## Given exercise A
State how many lines of the records contain the string "grain", giving the number alone.

=== Excerpt provided ===

Problem 63 Let \(A\) be the event that a nu... [FREE SOLUTION]

Chapter 4: Problem 63

Let \(A\) be the event that a number less than 3 is obtained if we roll a die once. What is the probability of \(A ?\) What is the complementary event of \(A\), and what is its probability?

Short Answer

Expert verified

The probability of event \(A\) is \(\frac{1}{3}\) and the probability of the complementary event \(A'\) is \(\frac{2}{3}\).

Step by step solution

Calculate Total Possible Outcomes

A die has six faces. Each roll of a die is independent and can result in any one of these six outcomes. Therefore, the total number of possible outcomes when rolling a die once is 6.

Identify Favorable Outcomes For Event \(A\)

Event \(A\), as defined in the exercise, is obtaining a number that's less than 3 when rolling a die. The outputs that satisfy this condition are 1 and 2. So, there are 2 favorable outcomes for event \(A\).

Calculate Probability of Event \(A\)

The probability of an event is calculated as the ratio of the number of favorable outcomes to the total number of possible outcomes. Therefore, the probability of event \(A\) is \(\frac{2}{6} = \frac{1}{3}\).

=== Given records ===

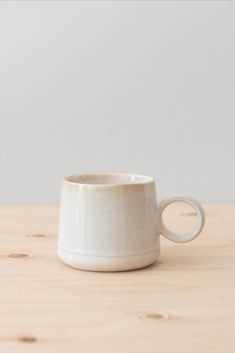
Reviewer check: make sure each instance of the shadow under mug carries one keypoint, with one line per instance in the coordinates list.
(112, 222)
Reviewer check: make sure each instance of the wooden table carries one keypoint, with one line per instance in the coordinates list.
(184, 303)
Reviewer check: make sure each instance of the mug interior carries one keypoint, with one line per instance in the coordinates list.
(108, 179)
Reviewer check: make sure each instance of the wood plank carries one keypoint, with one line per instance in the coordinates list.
(183, 303)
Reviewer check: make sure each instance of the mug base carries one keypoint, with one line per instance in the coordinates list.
(108, 263)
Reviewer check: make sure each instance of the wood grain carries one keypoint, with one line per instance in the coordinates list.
(184, 303)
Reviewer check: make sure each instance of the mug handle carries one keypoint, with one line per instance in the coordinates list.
(182, 238)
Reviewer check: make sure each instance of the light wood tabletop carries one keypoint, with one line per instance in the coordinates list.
(184, 303)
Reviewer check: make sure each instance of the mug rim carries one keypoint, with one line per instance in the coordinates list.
(131, 179)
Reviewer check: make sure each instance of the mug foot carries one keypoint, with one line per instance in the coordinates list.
(108, 263)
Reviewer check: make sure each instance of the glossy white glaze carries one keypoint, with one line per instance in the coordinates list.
(111, 222)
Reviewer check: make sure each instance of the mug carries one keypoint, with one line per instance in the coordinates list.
(112, 222)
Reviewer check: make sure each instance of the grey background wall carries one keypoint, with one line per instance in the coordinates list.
(137, 86)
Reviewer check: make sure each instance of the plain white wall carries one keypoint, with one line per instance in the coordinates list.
(133, 86)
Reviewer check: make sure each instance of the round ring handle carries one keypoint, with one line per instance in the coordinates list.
(182, 238)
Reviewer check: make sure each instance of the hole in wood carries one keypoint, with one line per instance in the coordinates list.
(188, 214)
(27, 339)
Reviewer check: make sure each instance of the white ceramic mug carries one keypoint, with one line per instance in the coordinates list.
(112, 222)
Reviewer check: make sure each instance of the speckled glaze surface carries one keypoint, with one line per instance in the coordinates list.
(112, 222)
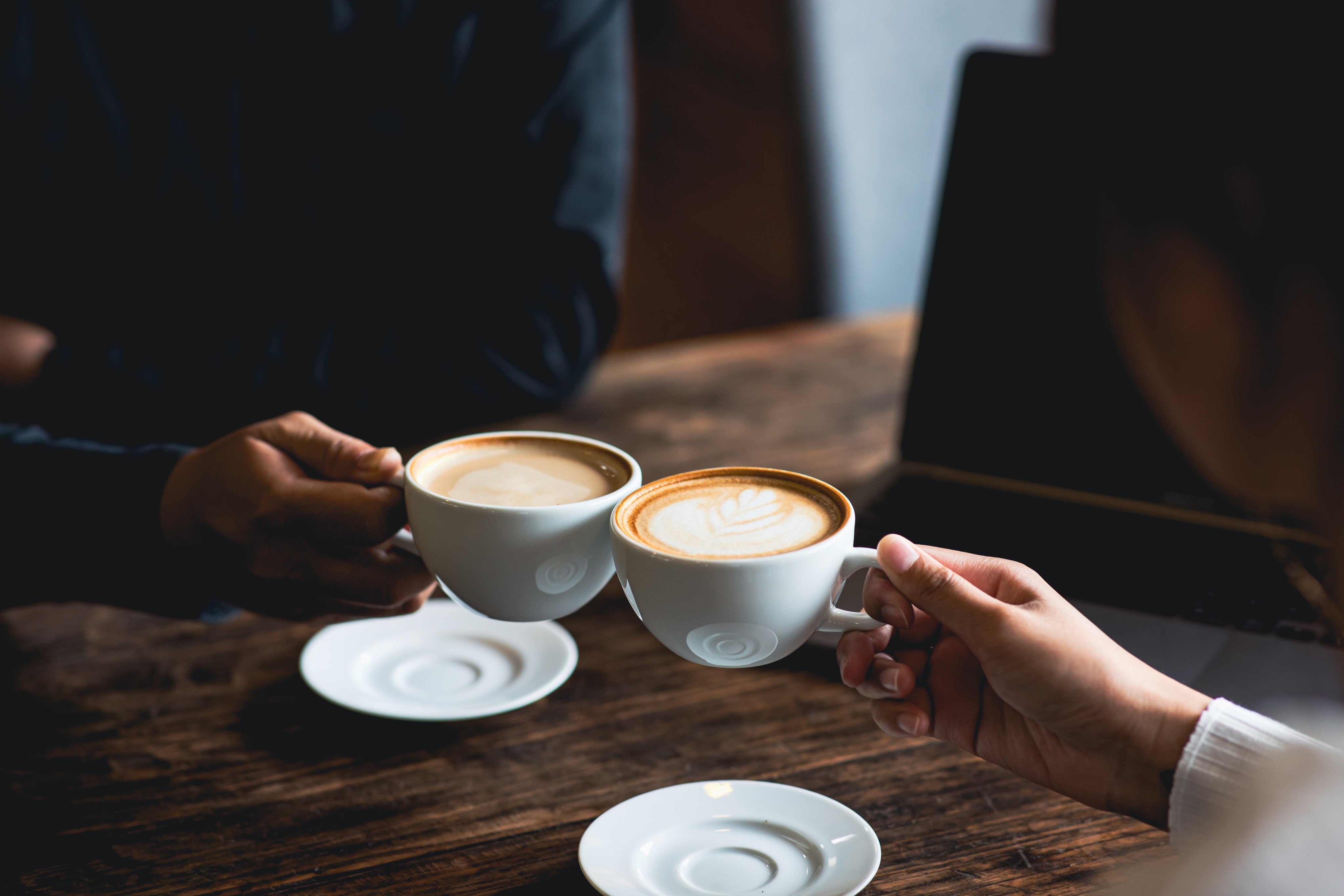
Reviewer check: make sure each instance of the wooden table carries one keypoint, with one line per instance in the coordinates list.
(155, 757)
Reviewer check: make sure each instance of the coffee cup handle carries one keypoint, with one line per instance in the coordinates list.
(841, 620)
(405, 541)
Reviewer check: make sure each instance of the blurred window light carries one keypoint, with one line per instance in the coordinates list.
(880, 84)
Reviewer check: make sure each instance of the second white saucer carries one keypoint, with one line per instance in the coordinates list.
(730, 837)
(440, 664)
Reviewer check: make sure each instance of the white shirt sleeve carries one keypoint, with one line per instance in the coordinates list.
(1229, 746)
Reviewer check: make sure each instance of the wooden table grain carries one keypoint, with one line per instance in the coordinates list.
(146, 756)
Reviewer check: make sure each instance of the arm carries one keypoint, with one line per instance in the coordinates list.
(987, 656)
(984, 655)
(287, 518)
(1229, 747)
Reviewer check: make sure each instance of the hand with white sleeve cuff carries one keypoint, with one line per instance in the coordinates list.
(984, 655)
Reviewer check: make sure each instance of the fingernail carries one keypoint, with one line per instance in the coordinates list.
(896, 617)
(887, 679)
(901, 553)
(377, 459)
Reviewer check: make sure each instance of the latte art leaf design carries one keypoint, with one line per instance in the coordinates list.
(749, 511)
(734, 519)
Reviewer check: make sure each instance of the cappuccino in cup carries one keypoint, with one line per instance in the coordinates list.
(738, 566)
(725, 516)
(519, 471)
(515, 526)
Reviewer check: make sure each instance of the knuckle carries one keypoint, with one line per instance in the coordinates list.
(936, 581)
(298, 418)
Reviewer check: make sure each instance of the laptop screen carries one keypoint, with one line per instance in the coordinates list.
(1016, 373)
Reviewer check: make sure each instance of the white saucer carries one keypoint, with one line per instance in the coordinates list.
(730, 837)
(440, 664)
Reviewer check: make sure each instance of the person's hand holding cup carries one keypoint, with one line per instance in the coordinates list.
(738, 566)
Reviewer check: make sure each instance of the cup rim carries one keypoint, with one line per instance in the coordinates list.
(631, 484)
(738, 471)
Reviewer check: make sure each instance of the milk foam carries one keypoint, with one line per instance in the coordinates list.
(510, 484)
(734, 519)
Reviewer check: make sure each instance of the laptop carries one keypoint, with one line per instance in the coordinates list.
(1025, 437)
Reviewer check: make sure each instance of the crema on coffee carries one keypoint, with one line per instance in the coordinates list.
(521, 472)
(730, 514)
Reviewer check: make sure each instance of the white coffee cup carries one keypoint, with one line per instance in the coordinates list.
(744, 612)
(514, 563)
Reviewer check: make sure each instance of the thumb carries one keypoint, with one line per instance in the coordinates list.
(939, 591)
(330, 453)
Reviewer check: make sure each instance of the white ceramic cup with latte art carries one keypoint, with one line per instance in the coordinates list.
(515, 526)
(738, 566)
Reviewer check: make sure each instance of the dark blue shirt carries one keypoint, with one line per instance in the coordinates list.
(402, 217)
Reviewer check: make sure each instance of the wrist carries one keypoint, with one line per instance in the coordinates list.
(1156, 752)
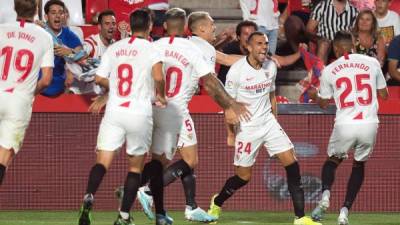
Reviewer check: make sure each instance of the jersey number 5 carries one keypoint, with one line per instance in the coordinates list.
(23, 62)
(172, 91)
(125, 77)
(361, 85)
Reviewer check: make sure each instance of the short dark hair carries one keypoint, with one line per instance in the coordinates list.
(343, 36)
(140, 20)
(25, 8)
(246, 23)
(255, 33)
(53, 2)
(107, 12)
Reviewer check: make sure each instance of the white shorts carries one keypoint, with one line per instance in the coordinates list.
(172, 130)
(118, 127)
(360, 137)
(249, 140)
(15, 114)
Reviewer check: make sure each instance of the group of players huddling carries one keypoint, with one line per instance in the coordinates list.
(158, 122)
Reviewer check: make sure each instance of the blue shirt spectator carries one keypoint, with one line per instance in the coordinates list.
(393, 61)
(69, 39)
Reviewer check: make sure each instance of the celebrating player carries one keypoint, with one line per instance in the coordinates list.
(25, 48)
(252, 80)
(353, 81)
(184, 66)
(126, 70)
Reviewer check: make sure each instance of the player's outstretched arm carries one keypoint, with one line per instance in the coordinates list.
(274, 106)
(234, 111)
(47, 77)
(159, 84)
(227, 60)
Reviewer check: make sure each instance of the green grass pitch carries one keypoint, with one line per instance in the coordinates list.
(231, 218)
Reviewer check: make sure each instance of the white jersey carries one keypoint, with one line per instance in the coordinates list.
(353, 82)
(183, 66)
(208, 51)
(128, 64)
(251, 86)
(24, 49)
(94, 46)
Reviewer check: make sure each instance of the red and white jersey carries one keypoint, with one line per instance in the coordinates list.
(183, 66)
(128, 64)
(94, 46)
(24, 49)
(251, 86)
(353, 81)
(208, 51)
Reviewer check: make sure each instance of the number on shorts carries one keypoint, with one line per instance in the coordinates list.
(125, 76)
(360, 86)
(188, 125)
(23, 62)
(177, 72)
(247, 148)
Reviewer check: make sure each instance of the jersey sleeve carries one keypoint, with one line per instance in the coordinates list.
(105, 65)
(232, 82)
(326, 89)
(274, 71)
(48, 58)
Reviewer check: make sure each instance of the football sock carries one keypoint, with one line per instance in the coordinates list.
(328, 174)
(148, 171)
(2, 172)
(232, 184)
(189, 186)
(131, 187)
(354, 184)
(157, 186)
(295, 189)
(95, 177)
(177, 169)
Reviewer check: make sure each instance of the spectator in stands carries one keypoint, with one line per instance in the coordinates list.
(388, 20)
(266, 15)
(95, 45)
(363, 4)
(66, 44)
(367, 40)
(327, 18)
(393, 61)
(123, 8)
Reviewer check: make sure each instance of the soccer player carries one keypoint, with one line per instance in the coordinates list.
(126, 70)
(95, 45)
(353, 81)
(25, 48)
(251, 80)
(184, 67)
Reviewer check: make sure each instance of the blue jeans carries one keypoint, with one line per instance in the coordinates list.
(272, 38)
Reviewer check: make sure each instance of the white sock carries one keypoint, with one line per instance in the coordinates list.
(345, 211)
(124, 215)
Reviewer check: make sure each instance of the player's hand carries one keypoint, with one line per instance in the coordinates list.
(98, 104)
(241, 111)
(62, 51)
(68, 80)
(160, 102)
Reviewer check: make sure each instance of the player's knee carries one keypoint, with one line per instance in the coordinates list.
(192, 162)
(335, 160)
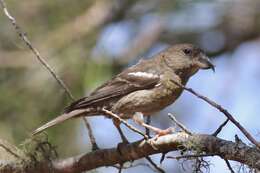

===

## Given exercise B
Continue the worked solution on rolling a die for a number less than 3, starting from the point where it stops.

## Task response A
2

## Task response B
Identify Complementary Event

The complementary event of \(A\), denoted by \(A'\), is the event that \(A\) does not occur. This means if we roll a die, we get a number that is not less than 3. The numbers that fulfill this condition are 3, 4, 5, and 6. Hence, there are 4 favorable outcomes for event \(A'\).

Calculate Probability of Complementary Event \(A'\)

The probability of event \(A'\) is calculated the same way as the probability of event \(A\). It's the ratio of the number of favorable outcomes for \(A'\) to the total number of possible outcomes. Hence, the probability of \(A'\) is \(\frac{4}{6} = \frac{2}{3}\).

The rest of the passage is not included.